### Page text ###

# Fluffy



## jcl_24 (Apr 4, 2008)

My rabbit Fluffy died on Wednesday 2nd April.

Rest in peace my beautiful Fluffy girl. Binky free at the Bridge when your spirit is ready. I love you.



******************************************

I'd like to add happy memories of Fluffy to this thread, so her life can be remembered, not justthe sadness at losing her.

Jo xx


----------



## trailsend (Apr 4, 2008)

I'm sorry about your loss of Fluffy but you are absolutely right about remembering happy memories and times, and remembering her with happiness. She is still with you and always will be.


----------



## Wabbitdad12 (Apr 5, 2008)

I am sorry about Fluffy.


----------



## ra7751 (Apr 6, 2008)

:angelandbunny:


----------



## mouse_chalk (Apr 6, 2008)

I'm so sorry to hear about Fluffy 

You are right to want to remember the good times, she was a very well loved bunny.

Binky free little girl 

:rainbow:

Jen xx


----------



## TinysMom (Apr 6, 2008)

I'm so sorry about your loss.....it hurts so bad to lose our furry friends.

RIP Fluffy.


----------



## jcl_24 (Apr 8, 2008)

Thankyou for all of your caring thoughts for Fluffy and me, they are appreciated. 

The first time I got an idea of what Fluffy might be like beyond her appearance was when I collected her from the pet shop. Having chosen her and letting the member of staff there know she was the bunnyI wanted,she told me I could wait downstairs by the cash desk, and the rabbit would be brought downstairs to me. It seemed to be a little while before the pet shop lady appeared with Fluffy in a box. I bet she was a difficult rabbit to catch :bunnydance:

Jo xx


----------



## LuvaBun (Apr 8, 2008)

I'm sorry to hear about Fluffy. Sounds like she had quite the attitude!

R.I.P. little girl

Jan


----------



## polly (Apr 9, 2008)

Binky free Fluffy ink iris:


----------



## jcl_24 (May 15, 2008)

She did have quite the attitude, it was all part of her wonderful bunny personality. No-one can grumble at me quite the way she could.

Jo xx


----------



## slavetoabunny (May 15, 2008)

:angelandbunny:You have many friends at the Bridge to take care of you. Binky free Fluffy.


----------



## jcl_24 (Jun 19, 2008)

Its been about ten weeks since Fluffy left for the Rainbow Bridge. She still features in my dreams, usually escaping from a hutch or run, needing to be caught. She never did like being caught to go back in her hutch after running around for a few hours (**** humans spoiling all her fun :S).

I watched a video on'Bunspace' tonight called 'I Will Follow You'. The video was beautiful, sad, and it reminded me of my Fluffy girl being gone and that I still miss her.

Any time you want to come back to have a bunny grumble at me or just to check things out Fluffy, spiritedly hop right back ok? You are missed by me and I know the grey-topped one thinks of you too. We love you.

Jo xx


----------



## LuvaBun (Jun 20, 2008)

<<<<hugs>>>>>

Jan


----------



## JimD (Jun 21, 2008)

ray:


----------



## jcl_24 (Sep 16, 2011)

If you can sense my thoughts where you are Fluffy girl, you will know you have not been forgotten in the years that have passed since this thread was originally made.

Jo xx


----------



## LovingMyMiniLop (Dec 28, 2011)

Im SO Sorry for the loss of Fluffy


----------



## MILU (Dec 29, 2011)

Yes, Fluffy has been loved and will not be forgotten!! 
ink iris:


----------

###

*Written request a*
In the records, rewrite everything from the line containing "Where can you spot the blurred tree" down to the line containing "column 152, row 80", changing "thin twig" to "slender twig" and leaving the rest as it is.

### Records provided ###

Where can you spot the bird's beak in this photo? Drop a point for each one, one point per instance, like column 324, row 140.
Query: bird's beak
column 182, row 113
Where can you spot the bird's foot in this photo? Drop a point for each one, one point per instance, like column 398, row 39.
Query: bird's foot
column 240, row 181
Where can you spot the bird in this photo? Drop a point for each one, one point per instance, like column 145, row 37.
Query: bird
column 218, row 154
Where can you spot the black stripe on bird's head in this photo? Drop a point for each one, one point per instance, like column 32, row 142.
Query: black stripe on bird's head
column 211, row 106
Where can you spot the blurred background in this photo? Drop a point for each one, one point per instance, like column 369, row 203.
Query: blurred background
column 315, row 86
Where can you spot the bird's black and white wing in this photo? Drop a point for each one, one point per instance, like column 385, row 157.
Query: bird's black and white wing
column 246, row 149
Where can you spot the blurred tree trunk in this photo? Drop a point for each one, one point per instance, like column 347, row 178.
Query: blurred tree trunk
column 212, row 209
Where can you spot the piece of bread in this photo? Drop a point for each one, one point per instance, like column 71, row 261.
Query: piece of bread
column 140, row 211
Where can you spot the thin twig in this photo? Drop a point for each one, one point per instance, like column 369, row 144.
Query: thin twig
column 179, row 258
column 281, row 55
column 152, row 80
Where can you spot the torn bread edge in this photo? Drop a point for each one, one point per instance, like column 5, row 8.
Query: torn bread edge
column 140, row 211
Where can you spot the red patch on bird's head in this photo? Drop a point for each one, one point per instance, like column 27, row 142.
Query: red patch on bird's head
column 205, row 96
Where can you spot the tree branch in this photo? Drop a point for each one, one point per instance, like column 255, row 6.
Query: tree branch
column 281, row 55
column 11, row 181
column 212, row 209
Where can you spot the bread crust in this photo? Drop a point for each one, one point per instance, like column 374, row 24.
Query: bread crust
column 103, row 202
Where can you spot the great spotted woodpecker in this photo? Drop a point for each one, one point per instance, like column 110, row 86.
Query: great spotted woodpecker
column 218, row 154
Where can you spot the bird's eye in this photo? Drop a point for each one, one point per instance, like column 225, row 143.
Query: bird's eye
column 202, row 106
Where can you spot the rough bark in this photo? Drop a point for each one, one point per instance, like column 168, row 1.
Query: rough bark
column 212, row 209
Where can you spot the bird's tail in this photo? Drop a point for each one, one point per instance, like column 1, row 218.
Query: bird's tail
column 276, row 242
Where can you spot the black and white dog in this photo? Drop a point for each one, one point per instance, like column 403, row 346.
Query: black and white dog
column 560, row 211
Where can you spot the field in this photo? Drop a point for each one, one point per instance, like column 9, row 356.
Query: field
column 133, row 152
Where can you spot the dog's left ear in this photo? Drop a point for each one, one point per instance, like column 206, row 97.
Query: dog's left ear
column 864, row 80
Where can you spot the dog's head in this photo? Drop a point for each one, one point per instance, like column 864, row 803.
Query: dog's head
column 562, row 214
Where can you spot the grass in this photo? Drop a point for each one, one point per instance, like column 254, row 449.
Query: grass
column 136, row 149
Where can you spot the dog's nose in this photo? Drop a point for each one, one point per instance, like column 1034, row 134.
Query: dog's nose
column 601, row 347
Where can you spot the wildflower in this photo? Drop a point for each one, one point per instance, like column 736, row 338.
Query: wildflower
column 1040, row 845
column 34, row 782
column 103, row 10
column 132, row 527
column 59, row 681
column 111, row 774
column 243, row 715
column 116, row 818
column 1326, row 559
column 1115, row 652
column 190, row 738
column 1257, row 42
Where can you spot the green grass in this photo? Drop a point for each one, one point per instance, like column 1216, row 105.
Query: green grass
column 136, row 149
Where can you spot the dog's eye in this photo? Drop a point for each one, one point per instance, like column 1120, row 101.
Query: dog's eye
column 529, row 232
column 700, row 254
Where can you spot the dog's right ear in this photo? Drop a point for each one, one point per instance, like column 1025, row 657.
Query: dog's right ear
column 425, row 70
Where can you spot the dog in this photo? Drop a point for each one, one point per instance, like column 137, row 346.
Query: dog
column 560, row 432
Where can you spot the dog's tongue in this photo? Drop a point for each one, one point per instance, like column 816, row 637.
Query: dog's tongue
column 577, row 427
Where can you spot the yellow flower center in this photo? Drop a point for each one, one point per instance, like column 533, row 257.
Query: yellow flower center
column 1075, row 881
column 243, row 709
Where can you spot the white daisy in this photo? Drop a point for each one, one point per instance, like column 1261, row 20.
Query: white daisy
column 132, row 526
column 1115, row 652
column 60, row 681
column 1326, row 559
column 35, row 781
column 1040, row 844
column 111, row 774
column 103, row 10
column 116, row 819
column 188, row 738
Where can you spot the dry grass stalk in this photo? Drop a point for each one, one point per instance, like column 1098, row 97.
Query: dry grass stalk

###

*Written request b*
Reproduce the thread about Fluffy word for word, everything from "I'd like to" down to "always will be.".

*Exercise answer a*
Where can you spot the blurred tree trunk in this photo? Drop a point for each one, one point per instance, like column 347, row 178.
Query: blurred tree trunk
column 212, row 209
Where can you spot the piece of bread in this photo? Drop a point for each one, one point per instance, like column 71, row 261.
Query: piece of bread
column 140, row 211
Where can you spot the slender twig in this photo? Drop a point for each one, one point per instance, like column 369, row 144.
Query: slender twig
column 179, row 258
column 281, row 55
column 152, row 80

*Exercise answer b*
I'd like to add happy memories of Fluffy to this thread, so her life can be remembered, not justthe sadness at losing her.

Jo xx


----------



## trailsend (Apr 4, 2008)

I'm sorry about your loss of Fluffy but you are absolutely right about remembering happy memories and times, and remembering her with happiness. She is still with you and always will be.